Reproduce every record below word for word, and leave the pictures out of your copy.

— start SUPPLIED DATA —

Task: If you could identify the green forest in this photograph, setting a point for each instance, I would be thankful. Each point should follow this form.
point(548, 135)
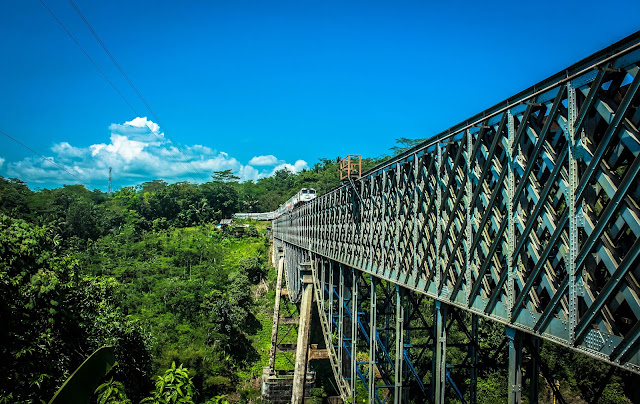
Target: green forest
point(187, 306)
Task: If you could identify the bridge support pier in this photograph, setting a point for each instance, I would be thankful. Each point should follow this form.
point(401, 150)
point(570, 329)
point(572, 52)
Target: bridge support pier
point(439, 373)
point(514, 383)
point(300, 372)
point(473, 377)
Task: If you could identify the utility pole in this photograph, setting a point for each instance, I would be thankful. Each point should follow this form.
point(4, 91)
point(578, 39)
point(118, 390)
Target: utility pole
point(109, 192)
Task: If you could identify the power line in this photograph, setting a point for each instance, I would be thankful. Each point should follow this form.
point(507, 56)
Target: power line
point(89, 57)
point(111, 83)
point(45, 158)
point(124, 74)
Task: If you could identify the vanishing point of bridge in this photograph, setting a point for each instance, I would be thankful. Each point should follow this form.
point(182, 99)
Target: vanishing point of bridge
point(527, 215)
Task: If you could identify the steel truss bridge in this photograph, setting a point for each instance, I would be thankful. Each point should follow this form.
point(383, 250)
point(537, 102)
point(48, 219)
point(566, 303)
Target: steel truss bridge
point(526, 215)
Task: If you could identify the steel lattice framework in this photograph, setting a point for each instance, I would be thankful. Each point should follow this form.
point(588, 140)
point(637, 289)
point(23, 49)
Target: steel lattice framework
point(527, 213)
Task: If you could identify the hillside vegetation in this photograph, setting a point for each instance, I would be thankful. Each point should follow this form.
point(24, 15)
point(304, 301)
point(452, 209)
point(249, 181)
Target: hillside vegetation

— end SUPPLIED DATA —

**THE RESULT:**
Task: If you could identify the green forest in this photograph, setting a point for each instance, I would be thankful. Each point should follow this form.
point(548, 135)
Target: green forest
point(187, 306)
Task: If you could identify the bridge support pier in this photograph, setting a point for each instance, I would be thankful. Each point should follow this form.
point(401, 150)
point(570, 329)
point(572, 52)
Target: bridge support pier
point(439, 373)
point(514, 383)
point(300, 372)
point(473, 377)
Task: If you could identify the utility pole in this photograph, setting a point for each instance, I would be thankful. Each point should follow this form.
point(4, 91)
point(578, 39)
point(118, 390)
Target: utility pole
point(109, 192)
Task: If you could identify the power line in this photograph, setting a point for each instance, I would be thankful. Each point should follow this form.
point(507, 56)
Target: power line
point(89, 57)
point(111, 83)
point(45, 158)
point(124, 74)
Task: If you could identify the vanishing point of bridge in this photograph, setting a point for each instance, I would be thankful. Each point should follow this form.
point(182, 99)
Target: vanishing point of bridge
point(527, 215)
Task: If you could identify the steel truss bridge in this photograph, setting a point for each instance, I would be thankful. Each point should follow this form.
point(383, 250)
point(537, 102)
point(48, 219)
point(566, 303)
Target: steel truss bridge
point(526, 215)
Task: If you could identify the steel lattice framework in this photograph, setting a point for each instance, I would be thankful. Each point should follow this form.
point(588, 140)
point(637, 289)
point(23, 49)
Target: steel lattice framework
point(527, 213)
Task: If you could identify the hillside vegetation in this photograph, setting a point for each instance, I would be thankful. Each point should follow this form.
point(24, 15)
point(304, 301)
point(452, 209)
point(249, 181)
Target: hillside vegetation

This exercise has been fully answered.